Your task:
Give back only the line containing "Target: road marking" and every line after it through the end of the data below, transcribed exactly.

START Extracted entries

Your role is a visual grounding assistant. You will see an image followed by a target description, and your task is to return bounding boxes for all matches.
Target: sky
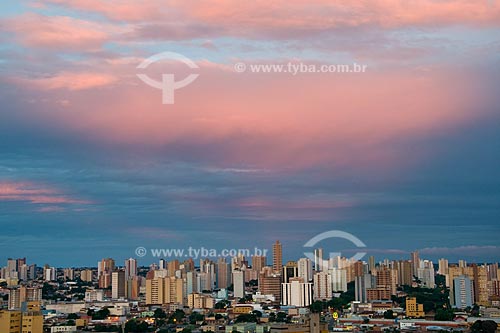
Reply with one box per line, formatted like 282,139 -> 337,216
0,1 -> 499,267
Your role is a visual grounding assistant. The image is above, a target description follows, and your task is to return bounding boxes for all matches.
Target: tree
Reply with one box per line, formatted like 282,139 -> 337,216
154,308 -> 167,319
276,312 -> 288,323
189,312 -> 205,324
235,313 -> 257,323
215,313 -> 223,320
310,301 -> 324,313
125,319 -> 150,333
215,300 -> 229,309
471,304 -> 480,317
471,320 -> 498,333
384,310 -> 395,319
248,279 -> 258,287
168,309 -> 186,324
67,313 -> 79,320
434,309 -> 454,321
92,307 -> 110,320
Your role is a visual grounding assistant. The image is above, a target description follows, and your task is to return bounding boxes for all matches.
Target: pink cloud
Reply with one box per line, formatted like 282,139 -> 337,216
3,13 -> 121,50
42,0 -> 500,39
14,71 -> 118,91
15,60 -> 490,172
0,181 -> 92,207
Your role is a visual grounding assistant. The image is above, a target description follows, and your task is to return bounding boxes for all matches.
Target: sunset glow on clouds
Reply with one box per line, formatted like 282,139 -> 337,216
0,1 -> 499,265
0,181 -> 92,208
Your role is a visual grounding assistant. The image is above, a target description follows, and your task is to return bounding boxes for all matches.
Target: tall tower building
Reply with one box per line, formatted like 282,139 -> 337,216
453,275 -> 474,309
98,258 -> 115,288
80,269 -> 93,282
395,260 -> 413,286
273,241 -> 283,273
44,267 -> 56,281
216,258 -> 231,289
259,274 -> 282,303
313,248 -> 324,271
168,260 -> 180,277
472,264 -> 488,306
298,258 -> 313,282
63,268 -> 74,281
438,258 -> 449,275
410,251 -> 420,277
251,255 -> 266,274
313,272 -> 332,300
233,270 -> 245,299
376,266 -> 396,295
112,270 -> 126,299
329,268 -> 348,292
355,273 -> 375,302
282,261 -> 298,283
368,256 -> 376,273
146,276 -> 184,305
125,258 -> 137,280
183,258 -> 195,272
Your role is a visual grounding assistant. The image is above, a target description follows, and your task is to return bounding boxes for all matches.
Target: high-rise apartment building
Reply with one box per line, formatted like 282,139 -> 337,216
410,251 -> 420,277
282,261 -> 298,283
251,255 -> 266,274
298,258 -> 313,282
8,286 -> 42,310
368,256 -> 376,273
125,258 -> 137,280
273,241 -> 283,273
329,268 -> 347,292
438,258 -> 449,275
453,275 -> 474,309
233,270 -> 245,299
259,274 -> 282,303
216,258 -> 231,289
355,273 -> 375,303
80,269 -> 93,282
472,264 -> 489,306
98,258 -> 115,288
168,260 -> 180,277
313,248 -> 323,271
112,270 -> 126,299
146,276 -> 184,305
313,271 -> 332,300
395,260 -> 413,286
281,277 -> 312,307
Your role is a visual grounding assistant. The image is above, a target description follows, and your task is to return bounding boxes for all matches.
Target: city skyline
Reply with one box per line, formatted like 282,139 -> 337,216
1,249 -> 499,269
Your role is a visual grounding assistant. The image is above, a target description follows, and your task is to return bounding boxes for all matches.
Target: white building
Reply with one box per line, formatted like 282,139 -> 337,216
85,289 -> 104,302
45,267 -> 57,281
329,268 -> 347,292
233,270 -> 245,298
125,258 -> 137,280
281,278 -> 312,307
298,258 -> 313,282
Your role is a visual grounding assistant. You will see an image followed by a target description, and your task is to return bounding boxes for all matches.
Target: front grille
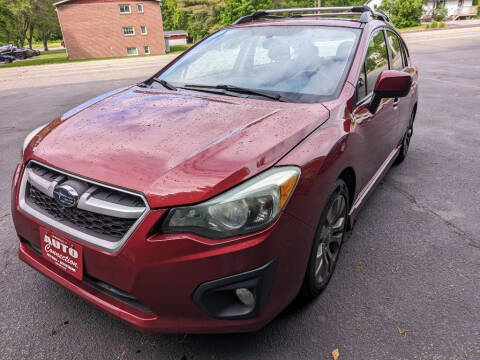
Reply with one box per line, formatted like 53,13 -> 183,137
28,186 -> 135,240
19,161 -> 148,252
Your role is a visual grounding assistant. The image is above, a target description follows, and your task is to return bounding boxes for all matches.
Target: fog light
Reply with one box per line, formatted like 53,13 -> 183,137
235,288 -> 255,306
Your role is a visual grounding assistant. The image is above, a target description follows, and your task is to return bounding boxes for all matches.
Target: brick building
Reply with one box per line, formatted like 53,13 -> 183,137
54,0 -> 165,60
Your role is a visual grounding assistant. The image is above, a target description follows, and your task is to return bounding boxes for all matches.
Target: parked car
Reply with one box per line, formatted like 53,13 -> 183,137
0,44 -> 40,60
0,54 -> 15,64
12,6 -> 418,333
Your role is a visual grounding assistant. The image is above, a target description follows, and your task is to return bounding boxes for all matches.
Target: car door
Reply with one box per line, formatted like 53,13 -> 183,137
385,29 -> 413,145
352,29 -> 400,189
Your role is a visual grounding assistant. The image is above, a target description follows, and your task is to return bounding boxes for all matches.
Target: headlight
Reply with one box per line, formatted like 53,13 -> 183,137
22,124 -> 48,157
162,166 -> 300,239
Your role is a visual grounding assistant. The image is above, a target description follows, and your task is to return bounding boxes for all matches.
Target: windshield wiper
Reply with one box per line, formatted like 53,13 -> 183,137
151,78 -> 177,91
182,84 -> 295,102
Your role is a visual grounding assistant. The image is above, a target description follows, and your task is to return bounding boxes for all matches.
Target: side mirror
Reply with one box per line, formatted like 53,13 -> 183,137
369,70 -> 412,113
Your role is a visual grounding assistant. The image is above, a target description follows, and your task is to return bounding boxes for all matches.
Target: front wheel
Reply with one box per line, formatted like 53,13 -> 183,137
395,110 -> 415,164
299,179 -> 349,300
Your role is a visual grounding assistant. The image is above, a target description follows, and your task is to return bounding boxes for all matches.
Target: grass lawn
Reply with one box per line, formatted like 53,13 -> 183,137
32,40 -> 63,50
0,45 -> 191,69
1,49 -> 69,68
399,22 -> 448,32
399,25 -> 429,32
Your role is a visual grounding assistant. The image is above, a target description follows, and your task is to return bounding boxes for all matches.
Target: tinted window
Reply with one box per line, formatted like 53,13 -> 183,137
158,26 -> 361,103
365,30 -> 389,94
386,31 -> 404,71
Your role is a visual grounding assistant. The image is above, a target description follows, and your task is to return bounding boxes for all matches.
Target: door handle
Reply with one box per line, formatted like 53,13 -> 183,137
393,98 -> 400,108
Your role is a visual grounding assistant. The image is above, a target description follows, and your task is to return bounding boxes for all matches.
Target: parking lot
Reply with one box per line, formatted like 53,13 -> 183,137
0,27 -> 479,359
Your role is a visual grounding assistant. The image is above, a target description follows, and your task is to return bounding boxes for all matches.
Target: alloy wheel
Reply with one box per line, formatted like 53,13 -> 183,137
314,194 -> 347,285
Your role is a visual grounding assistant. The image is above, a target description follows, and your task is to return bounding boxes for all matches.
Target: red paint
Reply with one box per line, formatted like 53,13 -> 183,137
13,17 -> 418,333
374,70 -> 412,95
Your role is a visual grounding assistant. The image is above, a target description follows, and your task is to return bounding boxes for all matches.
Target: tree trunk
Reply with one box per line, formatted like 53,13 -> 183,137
43,34 -> 49,51
28,22 -> 34,49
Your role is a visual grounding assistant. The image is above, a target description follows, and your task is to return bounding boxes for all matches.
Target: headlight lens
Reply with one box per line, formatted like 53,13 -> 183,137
22,123 -> 48,157
162,166 -> 300,239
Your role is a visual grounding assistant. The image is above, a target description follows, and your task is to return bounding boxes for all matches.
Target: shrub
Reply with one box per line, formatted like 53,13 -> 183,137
433,6 -> 448,21
378,0 -> 423,28
439,21 -> 446,27
169,44 -> 190,53
431,20 -> 438,28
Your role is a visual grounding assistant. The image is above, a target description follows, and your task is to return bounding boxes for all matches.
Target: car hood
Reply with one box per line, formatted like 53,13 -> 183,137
29,86 -> 329,208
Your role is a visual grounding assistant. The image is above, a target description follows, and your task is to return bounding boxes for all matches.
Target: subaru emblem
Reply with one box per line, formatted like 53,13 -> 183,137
53,184 -> 79,208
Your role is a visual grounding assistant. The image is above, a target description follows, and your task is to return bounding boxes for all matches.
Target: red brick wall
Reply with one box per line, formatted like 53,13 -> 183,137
56,0 -> 165,60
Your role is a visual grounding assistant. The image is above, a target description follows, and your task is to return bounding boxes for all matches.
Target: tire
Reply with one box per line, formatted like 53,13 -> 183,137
394,110 -> 415,165
299,179 -> 349,300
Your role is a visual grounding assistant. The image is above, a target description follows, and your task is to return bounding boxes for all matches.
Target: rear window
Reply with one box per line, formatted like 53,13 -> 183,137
158,26 -> 361,103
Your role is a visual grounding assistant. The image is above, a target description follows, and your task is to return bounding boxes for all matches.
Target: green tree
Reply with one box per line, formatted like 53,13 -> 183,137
177,0 -> 225,41
8,0 -> 35,47
322,0 -> 363,6
221,0 -> 273,26
0,0 -> 17,44
162,0 -> 189,31
34,0 -> 60,50
378,0 -> 423,28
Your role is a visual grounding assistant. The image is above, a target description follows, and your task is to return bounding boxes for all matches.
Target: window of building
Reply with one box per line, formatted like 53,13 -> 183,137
365,30 -> 389,95
127,47 -> 138,56
386,30 -> 404,71
119,4 -> 131,14
141,26 -> 147,35
144,46 -> 150,54
137,3 -> 144,13
123,27 -> 135,36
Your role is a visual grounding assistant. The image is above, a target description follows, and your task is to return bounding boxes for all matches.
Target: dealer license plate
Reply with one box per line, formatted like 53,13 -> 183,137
40,228 -> 83,280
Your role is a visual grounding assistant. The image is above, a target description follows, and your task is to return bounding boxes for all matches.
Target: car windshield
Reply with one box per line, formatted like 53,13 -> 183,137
156,25 -> 360,103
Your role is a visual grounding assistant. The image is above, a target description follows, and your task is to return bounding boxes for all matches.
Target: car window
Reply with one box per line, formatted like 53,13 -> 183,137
183,33 -> 244,81
386,30 -> 404,71
158,26 -> 361,103
356,62 -> 367,102
400,41 -> 409,67
365,30 -> 389,94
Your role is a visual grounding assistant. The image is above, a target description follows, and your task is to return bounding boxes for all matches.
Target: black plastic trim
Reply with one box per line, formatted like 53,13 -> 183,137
192,259 -> 278,320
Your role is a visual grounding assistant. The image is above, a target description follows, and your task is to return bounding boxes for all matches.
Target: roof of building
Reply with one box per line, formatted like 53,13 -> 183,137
53,0 -> 160,7
164,30 -> 188,37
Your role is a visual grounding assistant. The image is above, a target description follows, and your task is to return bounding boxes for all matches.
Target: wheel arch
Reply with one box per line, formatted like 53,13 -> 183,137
338,167 -> 356,210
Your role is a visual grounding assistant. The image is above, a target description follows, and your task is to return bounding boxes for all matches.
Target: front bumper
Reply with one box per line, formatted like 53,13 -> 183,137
12,164 -> 315,333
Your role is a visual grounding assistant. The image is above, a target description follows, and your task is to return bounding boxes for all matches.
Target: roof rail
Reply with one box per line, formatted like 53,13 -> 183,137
232,6 -> 392,25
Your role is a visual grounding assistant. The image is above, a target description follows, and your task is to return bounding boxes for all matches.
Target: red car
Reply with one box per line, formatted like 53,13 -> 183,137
12,6 -> 418,333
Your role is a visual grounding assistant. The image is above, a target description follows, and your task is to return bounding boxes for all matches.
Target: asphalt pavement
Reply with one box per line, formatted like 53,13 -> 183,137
0,27 -> 479,360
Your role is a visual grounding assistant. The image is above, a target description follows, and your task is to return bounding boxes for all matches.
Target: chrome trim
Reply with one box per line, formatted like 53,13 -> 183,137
19,160 -> 150,253
77,186 -> 145,219
26,167 -> 64,198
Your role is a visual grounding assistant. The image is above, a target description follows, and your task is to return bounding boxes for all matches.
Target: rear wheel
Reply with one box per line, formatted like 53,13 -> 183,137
299,179 -> 349,300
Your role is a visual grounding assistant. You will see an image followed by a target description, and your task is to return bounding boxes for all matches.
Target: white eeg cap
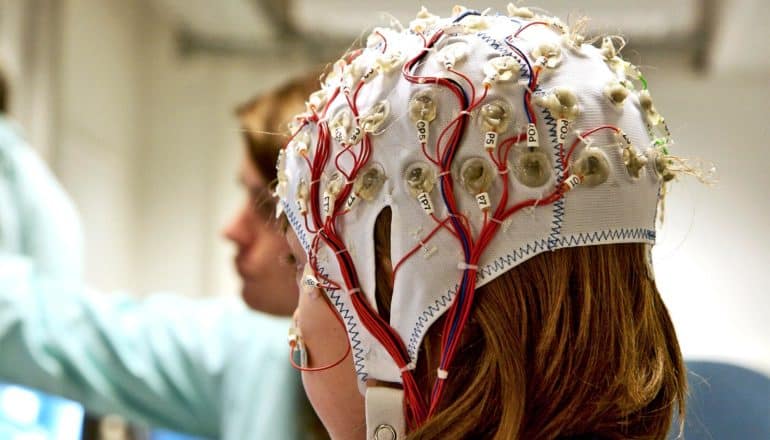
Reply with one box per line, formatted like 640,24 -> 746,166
277,5 -> 676,393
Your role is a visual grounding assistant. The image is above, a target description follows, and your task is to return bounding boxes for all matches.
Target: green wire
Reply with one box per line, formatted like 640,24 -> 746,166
639,74 -> 648,90
652,138 -> 670,155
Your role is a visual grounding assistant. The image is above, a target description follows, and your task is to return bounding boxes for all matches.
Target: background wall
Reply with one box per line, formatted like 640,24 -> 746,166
646,63 -> 770,376
1,0 -> 767,376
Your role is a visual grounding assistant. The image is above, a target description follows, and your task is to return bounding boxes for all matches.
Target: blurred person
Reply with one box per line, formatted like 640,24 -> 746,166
0,66 -> 326,439
225,79 -> 319,314
278,6 -> 693,439
0,72 -> 83,281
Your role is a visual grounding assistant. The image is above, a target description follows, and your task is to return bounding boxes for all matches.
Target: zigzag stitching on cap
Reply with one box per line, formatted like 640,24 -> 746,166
477,228 -> 656,280
409,228 -> 655,356
542,109 -> 565,251
475,32 -> 528,73
284,206 -> 368,380
558,228 -> 656,246
549,199 -> 566,249
283,202 -> 310,251
406,284 -> 458,358
475,32 -> 512,57
477,239 -> 550,280
327,287 -> 368,380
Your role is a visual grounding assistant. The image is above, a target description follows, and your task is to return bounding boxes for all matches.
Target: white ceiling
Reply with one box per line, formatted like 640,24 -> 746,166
149,0 -> 699,40
149,0 -> 271,40
146,0 -> 770,73
293,0 -> 699,39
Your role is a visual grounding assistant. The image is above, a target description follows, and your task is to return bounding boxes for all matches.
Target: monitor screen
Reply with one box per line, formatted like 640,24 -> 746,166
0,382 -> 84,440
150,429 -> 208,440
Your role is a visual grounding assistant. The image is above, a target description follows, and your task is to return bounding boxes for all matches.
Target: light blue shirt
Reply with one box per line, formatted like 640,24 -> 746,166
0,117 -> 82,280
0,117 -> 306,439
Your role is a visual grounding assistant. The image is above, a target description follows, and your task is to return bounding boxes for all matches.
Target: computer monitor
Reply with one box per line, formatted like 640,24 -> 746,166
0,382 -> 84,440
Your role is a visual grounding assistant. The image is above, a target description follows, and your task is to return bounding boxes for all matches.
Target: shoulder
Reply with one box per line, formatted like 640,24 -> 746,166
0,117 -> 27,154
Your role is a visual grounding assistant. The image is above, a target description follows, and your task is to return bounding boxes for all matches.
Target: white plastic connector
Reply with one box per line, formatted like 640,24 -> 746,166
536,87 -> 579,120
605,81 -> 629,109
360,101 -> 390,133
457,262 -> 479,271
482,56 -> 521,85
307,89 -> 328,112
376,51 -> 405,73
531,43 -> 562,68
410,6 -> 439,33
438,42 -> 468,69
507,3 -> 534,18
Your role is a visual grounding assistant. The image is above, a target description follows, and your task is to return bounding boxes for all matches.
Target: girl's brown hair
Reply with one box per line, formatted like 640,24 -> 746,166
374,208 -> 686,439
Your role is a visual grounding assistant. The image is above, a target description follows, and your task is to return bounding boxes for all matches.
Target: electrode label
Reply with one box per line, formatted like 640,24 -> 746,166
416,120 -> 429,143
484,131 -> 498,150
348,126 -> 363,145
345,193 -> 358,211
417,192 -> 434,215
563,174 -> 583,191
558,119 -> 569,143
322,193 -> 334,216
475,192 -> 492,211
527,122 -> 539,148
296,199 -> 307,214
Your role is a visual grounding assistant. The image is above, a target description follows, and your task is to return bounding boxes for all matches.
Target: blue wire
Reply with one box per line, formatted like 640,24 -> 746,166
437,76 -> 471,264
409,16 -> 477,371
437,75 -> 472,370
505,39 -> 535,124
440,272 -> 470,368
452,9 -> 481,23
438,36 -> 541,370
408,34 -> 472,265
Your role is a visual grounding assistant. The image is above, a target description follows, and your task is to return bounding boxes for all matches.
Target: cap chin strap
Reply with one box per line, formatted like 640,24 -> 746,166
365,387 -> 406,440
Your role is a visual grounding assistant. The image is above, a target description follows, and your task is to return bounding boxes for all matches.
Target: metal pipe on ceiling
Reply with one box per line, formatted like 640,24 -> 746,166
175,0 -> 720,73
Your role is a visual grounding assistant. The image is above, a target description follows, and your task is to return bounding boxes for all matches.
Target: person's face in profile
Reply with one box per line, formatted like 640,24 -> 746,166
285,229 -> 366,440
222,150 -> 299,315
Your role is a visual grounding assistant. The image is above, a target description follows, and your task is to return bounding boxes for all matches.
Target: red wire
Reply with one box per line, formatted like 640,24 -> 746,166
524,66 -> 541,124
288,342 -> 350,372
514,21 -> 551,37
302,214 -> 318,235
565,125 -> 620,164
334,142 -> 359,181
449,67 -> 476,104
374,30 -> 388,53
296,24 -> 612,426
303,121 -> 428,421
391,216 -> 453,283
431,213 -> 460,239
434,116 -> 463,161
427,124 -> 618,414
289,297 -> 352,372
321,87 -> 340,119
420,141 -> 440,166
345,49 -> 364,63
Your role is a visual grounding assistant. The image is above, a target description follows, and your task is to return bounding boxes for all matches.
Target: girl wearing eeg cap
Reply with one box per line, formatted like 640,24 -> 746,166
280,5 -> 690,439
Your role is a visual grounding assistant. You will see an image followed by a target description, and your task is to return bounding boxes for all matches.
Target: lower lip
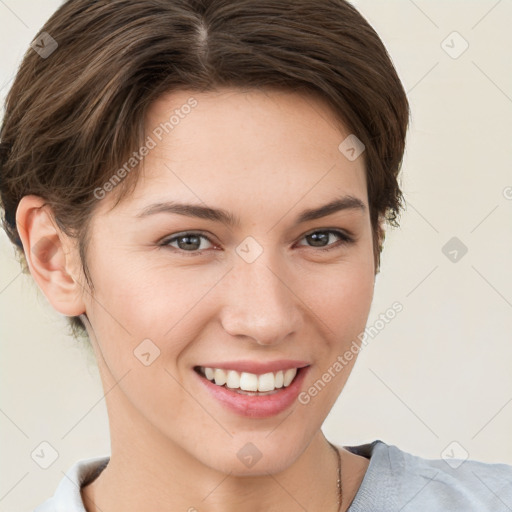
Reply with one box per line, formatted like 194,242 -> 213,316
194,366 -> 310,419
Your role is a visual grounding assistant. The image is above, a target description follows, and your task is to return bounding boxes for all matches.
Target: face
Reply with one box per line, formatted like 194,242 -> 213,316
80,87 -> 376,475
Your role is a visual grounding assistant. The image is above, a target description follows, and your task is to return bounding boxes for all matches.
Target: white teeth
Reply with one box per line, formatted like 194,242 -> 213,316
258,372 -> 275,392
283,368 -> 297,387
226,370 -> 240,389
275,370 -> 284,388
199,366 -> 298,392
240,372 -> 258,391
213,368 -> 227,386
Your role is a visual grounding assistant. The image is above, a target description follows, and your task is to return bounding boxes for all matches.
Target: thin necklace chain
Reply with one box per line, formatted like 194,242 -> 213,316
327,441 -> 343,511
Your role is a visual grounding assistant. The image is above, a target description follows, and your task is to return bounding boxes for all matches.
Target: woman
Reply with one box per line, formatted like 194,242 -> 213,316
1,0 -> 510,511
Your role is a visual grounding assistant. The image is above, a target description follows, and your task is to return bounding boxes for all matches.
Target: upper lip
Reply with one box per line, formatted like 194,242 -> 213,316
195,360 -> 310,375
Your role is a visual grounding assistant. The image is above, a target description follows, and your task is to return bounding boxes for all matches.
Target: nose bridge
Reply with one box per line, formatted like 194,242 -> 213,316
220,245 -> 302,344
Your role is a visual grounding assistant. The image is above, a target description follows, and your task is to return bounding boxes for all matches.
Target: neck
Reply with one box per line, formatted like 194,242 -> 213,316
82,437 -> 342,512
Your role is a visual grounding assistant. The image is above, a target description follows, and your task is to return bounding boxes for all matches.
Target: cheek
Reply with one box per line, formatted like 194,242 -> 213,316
82,264 -> 194,416
84,256 -> 217,364
297,262 -> 374,406
82,256 -> 220,433
301,257 -> 375,341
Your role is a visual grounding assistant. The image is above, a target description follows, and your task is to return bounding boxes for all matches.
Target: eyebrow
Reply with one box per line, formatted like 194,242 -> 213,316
135,195 -> 366,227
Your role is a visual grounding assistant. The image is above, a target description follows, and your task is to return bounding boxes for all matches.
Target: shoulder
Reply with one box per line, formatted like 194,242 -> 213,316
33,455 -> 110,512
345,439 -> 512,511
389,441 -> 512,510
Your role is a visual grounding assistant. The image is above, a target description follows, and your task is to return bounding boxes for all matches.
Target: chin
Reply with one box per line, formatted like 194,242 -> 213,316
195,435 -> 304,477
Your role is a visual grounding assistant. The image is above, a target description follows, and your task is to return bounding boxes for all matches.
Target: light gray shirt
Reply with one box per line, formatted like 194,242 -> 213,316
33,439 -> 512,511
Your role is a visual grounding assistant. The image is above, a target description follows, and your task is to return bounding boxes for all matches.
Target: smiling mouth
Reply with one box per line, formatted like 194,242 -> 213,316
193,365 -> 304,395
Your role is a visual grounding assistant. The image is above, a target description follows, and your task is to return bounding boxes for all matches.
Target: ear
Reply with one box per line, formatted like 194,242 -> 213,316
15,195 -> 86,317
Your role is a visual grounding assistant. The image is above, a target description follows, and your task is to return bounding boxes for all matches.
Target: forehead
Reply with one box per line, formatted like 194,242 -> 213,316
146,87 -> 351,150
102,87 -> 368,218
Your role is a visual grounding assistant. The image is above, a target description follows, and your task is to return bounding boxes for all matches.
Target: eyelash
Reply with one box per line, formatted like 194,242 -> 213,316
158,229 -> 354,255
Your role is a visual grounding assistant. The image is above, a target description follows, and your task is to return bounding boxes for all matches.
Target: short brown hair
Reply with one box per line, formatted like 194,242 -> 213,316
0,0 -> 410,339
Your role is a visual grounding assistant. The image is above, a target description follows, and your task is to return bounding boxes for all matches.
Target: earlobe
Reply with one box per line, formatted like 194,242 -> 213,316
15,195 -> 86,317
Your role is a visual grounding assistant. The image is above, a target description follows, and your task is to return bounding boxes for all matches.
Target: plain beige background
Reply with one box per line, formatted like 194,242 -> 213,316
1,0 -> 511,510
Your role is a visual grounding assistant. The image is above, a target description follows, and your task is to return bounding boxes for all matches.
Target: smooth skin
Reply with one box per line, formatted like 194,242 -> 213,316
17,88 -> 377,512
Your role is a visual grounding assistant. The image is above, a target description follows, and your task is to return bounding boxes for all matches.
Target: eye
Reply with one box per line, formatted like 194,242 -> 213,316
158,232 -> 215,254
158,229 -> 354,255
296,229 -> 354,251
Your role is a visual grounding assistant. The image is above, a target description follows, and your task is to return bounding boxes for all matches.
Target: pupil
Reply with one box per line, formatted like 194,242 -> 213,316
308,232 -> 328,247
178,235 -> 200,251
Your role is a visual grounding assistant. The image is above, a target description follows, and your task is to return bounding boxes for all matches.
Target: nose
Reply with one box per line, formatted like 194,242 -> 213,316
220,254 -> 304,346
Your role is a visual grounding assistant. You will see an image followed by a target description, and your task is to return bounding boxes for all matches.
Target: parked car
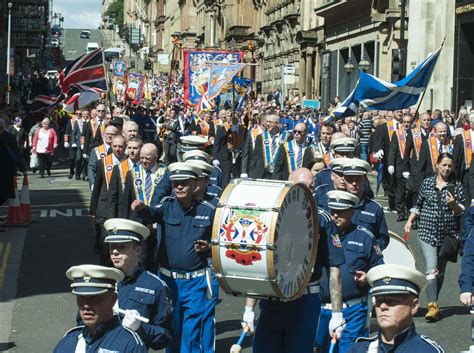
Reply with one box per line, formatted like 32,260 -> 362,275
86,42 -> 100,53
80,30 -> 91,39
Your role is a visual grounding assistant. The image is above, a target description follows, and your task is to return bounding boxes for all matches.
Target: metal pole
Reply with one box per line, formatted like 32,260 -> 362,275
232,75 -> 235,120
400,0 -> 406,78
280,64 -> 284,110
6,3 -> 12,105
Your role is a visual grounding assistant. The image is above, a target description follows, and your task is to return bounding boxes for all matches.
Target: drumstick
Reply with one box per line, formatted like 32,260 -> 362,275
329,333 -> 337,353
230,324 -> 250,353
404,230 -> 409,241
117,308 -> 150,323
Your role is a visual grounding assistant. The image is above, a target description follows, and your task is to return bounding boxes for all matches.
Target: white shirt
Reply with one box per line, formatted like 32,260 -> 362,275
36,129 -> 49,153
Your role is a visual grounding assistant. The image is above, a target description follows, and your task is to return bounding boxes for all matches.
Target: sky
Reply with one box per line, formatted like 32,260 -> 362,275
53,0 -> 102,29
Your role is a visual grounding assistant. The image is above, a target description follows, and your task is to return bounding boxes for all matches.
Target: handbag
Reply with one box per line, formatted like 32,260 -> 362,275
30,152 -> 39,169
439,235 -> 460,263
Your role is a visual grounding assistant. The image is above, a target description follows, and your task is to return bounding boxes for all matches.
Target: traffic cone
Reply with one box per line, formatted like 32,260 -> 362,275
6,177 -> 25,226
20,175 -> 32,223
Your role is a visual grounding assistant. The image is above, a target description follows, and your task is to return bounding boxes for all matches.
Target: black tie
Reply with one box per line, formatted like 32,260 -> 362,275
438,141 -> 443,154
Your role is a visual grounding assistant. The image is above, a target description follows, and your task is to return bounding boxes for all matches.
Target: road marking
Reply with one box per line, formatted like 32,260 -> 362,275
39,209 -> 89,217
0,242 -> 12,288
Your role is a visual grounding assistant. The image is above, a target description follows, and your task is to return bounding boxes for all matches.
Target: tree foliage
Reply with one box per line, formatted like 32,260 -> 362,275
104,0 -> 124,25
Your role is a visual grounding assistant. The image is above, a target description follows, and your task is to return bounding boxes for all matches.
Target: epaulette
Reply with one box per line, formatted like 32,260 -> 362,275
158,196 -> 175,207
356,225 -> 375,239
420,336 -> 445,352
123,327 -> 145,346
318,209 -> 332,223
198,199 -> 216,210
368,198 -> 384,208
146,270 -> 168,287
64,325 -> 84,337
212,184 -> 222,191
355,335 -> 377,342
314,184 -> 329,192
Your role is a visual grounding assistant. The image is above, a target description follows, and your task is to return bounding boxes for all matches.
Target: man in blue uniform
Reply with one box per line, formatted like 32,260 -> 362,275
340,158 -> 390,250
242,167 -> 346,353
131,162 -> 216,353
314,158 -> 349,211
103,218 -> 174,350
316,190 -> 384,353
54,264 -> 147,353
459,228 -> 474,313
347,264 -> 445,352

END Extracted entries

Written solution:
Target: road marking
Reply with one box per line, formatted like 32,260 -> 362,275
39,209 -> 89,217
0,242 -> 12,288
Your role is a visual grounding assistant. The image is above, a target description follows, and your task is to return bounding boxes for all matches.
Target: tree foliage
Reply with one box per line, formatted like 32,260 -> 362,275
104,0 -> 124,25
Your role is a visual grounding assistant. The image is above, a target description follows, and your task is to return bounding boxes for all matches.
Target: epaulette
Reply with one box per line, formatted like 32,260 -> 362,275
158,196 -> 175,207
356,225 -> 375,239
420,336 -> 445,352
123,327 -> 145,346
318,209 -> 332,223
198,199 -> 216,210
368,198 -> 384,208
146,270 -> 168,287
64,325 -> 84,337
212,184 -> 222,191
355,335 -> 377,342
314,184 -> 329,192
Your role is a visual grounding assistant. The image is above, a target description follows, and your task is to return bounding boxes for all matches.
Target: man in blue uniform
Reply with one box per line, formatted like 32,260 -> 362,275
340,158 -> 390,250
242,167 -> 346,353
131,162 -> 216,353
314,158 -> 349,211
103,218 -> 174,350
316,190 -> 384,353
54,264 -> 147,353
459,228 -> 474,313
347,264 -> 445,352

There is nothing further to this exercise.